▸ Stated goal 1:
List the rows as a numbered list, starting at the line that contains "drawn like (224,112)." and ending at the final row, with blank lines omitted.

▸ Text excerpt:
"""

Pytorch-lightning: 0.8.2 calls backward on '_GeneratorContextManager'

Created on 29 Jun 2020  路  15Comments  路  Source: PyTorchLightning/pytorch-lightning

馃悰 Bug

0.8.2 calls backward on '_GeneratorContextManager' and crashes training.
0.8.1 works correctly. my training_step returns {'loss':loss, 'log':{'learn_rate':self.lr}}

Traceback (most recent call last):
  File "/opt/conda/lib/python3.6/site-packages/torch/multiprocessing/spawn.py", line 20, in _wrap
    fn(i, *args)
  File "/opt/conda/lib/python3.6/site-packages/pytorch_lightning/trainer/distrib_data_parallel.py", line 538, in ddp_train
    self.run_pretrain_routine(model)
  File "/opt/conda/lib/python3.6/site-packages/pytorch_lightning/trainer/trainer.py", line 1100, in run_pretrain_routine
    self.train()
  File "/opt/conda/lib/python3.6/site-packages/pytorch_lightning/trainer/training_loop.py", line 370, in train
    self.run_training_epoch()
  File "/opt/conda/lib/python3.6/site-packages/pytorch_lightning/trainer/training_loop.py", line 452, in run_training_epoch
    batch_output = self.run_training_batch(batch, batch_idx)
  File "/opt/conda/lib/python3.6/site-packages/pytorch_lightning/trainer/training_loop.py", line 630, in run_training_batch
    self.hiddens
  File "/opt/conda/lib/python3.6/site-packages/pytorch_lightning/trainer/training_loop.py", line 804, in optimizer_closure
    model_ref.backward(self, closure_loss, optimizer, opt_idx)
  File "/opt/conda/lib/python3.6/site-packages/pytorch_lightning/core/hooks.py", line 189, in backward
    loss.backward()
AttributeError: '_GeneratorContextManager' object has no attribute 'backward'

Expected behavior

backward is called on the loss and training runs correctly

bug / fix help wanted

Most helpful comment

@williamFalcon yes, the master version works for me now. Thanks!

All 15 comments

did you override optimizer step?
could you try master? we just pushed a fix to a typo we had

Can confirm this happens on 0.8.3

ok. Can you post a colab example that replicates this?

"""

▸ Information given:
"""

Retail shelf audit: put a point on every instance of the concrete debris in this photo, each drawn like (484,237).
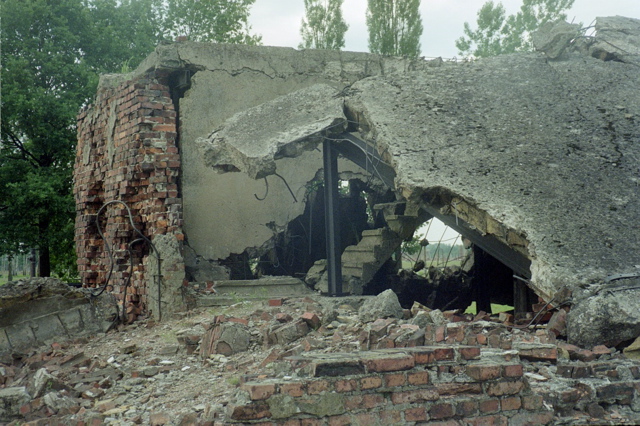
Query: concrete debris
(338,371)
(11,399)
(617,38)
(606,315)
(553,38)
(481,145)
(384,305)
(225,338)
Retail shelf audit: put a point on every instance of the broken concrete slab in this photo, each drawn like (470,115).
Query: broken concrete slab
(502,146)
(285,127)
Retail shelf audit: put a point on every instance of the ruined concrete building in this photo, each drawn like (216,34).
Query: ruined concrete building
(239,162)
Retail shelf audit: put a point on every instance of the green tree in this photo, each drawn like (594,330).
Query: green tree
(498,34)
(219,21)
(44,82)
(394,27)
(52,54)
(324,26)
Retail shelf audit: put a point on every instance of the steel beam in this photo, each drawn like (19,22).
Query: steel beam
(332,217)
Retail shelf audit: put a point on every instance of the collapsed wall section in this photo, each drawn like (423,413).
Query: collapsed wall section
(127,151)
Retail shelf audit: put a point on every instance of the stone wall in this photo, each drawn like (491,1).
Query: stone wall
(405,386)
(127,151)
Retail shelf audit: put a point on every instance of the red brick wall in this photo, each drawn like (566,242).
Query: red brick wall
(126,151)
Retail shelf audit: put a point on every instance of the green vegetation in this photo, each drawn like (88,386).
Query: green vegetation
(495,308)
(498,34)
(323,26)
(4,278)
(52,54)
(395,27)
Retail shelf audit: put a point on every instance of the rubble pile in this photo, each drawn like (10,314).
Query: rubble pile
(316,360)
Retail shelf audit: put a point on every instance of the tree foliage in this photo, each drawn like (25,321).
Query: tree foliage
(52,54)
(220,21)
(395,27)
(498,34)
(323,26)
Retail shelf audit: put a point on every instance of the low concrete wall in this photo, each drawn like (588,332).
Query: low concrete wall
(42,310)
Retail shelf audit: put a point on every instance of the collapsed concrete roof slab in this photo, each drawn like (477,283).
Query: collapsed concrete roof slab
(542,155)
(284,127)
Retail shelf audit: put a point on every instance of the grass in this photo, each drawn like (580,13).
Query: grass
(495,308)
(4,280)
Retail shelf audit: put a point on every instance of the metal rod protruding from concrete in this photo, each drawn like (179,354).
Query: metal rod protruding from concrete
(332,218)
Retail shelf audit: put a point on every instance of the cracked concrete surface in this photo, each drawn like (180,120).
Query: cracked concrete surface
(286,127)
(542,155)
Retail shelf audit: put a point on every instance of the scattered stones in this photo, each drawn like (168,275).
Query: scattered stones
(452,358)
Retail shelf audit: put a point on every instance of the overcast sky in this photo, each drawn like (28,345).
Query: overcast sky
(278,21)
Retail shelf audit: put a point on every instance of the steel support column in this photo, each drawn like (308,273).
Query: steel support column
(332,218)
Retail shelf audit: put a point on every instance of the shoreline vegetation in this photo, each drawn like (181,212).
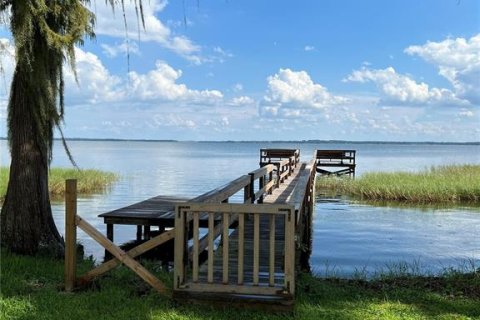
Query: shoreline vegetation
(89,181)
(32,288)
(440,184)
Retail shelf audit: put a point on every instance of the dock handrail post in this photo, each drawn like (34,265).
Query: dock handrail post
(70,234)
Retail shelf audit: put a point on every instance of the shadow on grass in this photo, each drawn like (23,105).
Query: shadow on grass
(30,289)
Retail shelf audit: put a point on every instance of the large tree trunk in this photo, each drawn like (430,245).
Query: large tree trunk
(27,225)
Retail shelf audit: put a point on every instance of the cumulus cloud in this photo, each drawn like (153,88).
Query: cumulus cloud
(241,101)
(401,89)
(309,48)
(292,93)
(161,84)
(123,48)
(95,83)
(458,60)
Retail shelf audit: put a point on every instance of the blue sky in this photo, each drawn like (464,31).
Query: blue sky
(283,70)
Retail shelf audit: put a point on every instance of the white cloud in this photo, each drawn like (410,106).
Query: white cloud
(95,83)
(309,48)
(130,47)
(241,101)
(161,84)
(466,113)
(237,87)
(292,93)
(401,89)
(458,60)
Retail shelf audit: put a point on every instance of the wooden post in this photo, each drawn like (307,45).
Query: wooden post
(70,234)
(261,184)
(108,255)
(179,258)
(290,251)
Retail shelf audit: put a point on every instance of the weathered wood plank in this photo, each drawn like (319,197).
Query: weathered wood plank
(135,252)
(122,256)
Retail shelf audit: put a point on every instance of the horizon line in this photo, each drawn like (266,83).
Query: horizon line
(272,141)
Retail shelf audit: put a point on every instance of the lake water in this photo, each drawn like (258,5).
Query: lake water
(348,236)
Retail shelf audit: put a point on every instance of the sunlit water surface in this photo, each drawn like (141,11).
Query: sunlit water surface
(349,237)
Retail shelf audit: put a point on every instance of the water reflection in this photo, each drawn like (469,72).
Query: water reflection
(353,237)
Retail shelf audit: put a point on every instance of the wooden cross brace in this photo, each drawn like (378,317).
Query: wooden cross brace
(123,257)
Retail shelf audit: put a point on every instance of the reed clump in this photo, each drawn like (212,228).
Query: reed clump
(89,181)
(448,183)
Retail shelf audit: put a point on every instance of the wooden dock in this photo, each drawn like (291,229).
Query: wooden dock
(242,253)
(336,162)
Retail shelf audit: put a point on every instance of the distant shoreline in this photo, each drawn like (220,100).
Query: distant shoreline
(273,141)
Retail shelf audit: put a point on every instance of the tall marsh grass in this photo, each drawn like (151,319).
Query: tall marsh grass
(449,183)
(88,180)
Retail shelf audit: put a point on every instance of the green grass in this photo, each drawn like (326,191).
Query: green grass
(31,289)
(449,184)
(89,181)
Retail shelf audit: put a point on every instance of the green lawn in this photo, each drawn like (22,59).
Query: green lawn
(89,181)
(442,184)
(31,289)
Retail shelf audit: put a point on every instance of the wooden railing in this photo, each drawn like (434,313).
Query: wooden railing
(72,221)
(266,182)
(336,156)
(235,281)
(275,155)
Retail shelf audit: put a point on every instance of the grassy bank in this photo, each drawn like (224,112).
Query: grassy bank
(453,183)
(89,181)
(30,289)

"""

▸ Stated goal 2:
In the bug report, which earlier version is said to work correctly?

▸ Worked solution 1:
1. Retail shelf audit: put a point on every instance of the grassy bank in this photo, each drawn like (224,112).
2. Query: grassy bank
3. (453,183)
4. (89,181)
5. (30,289)

▸ Worked solution 2:
Version 0.8.1.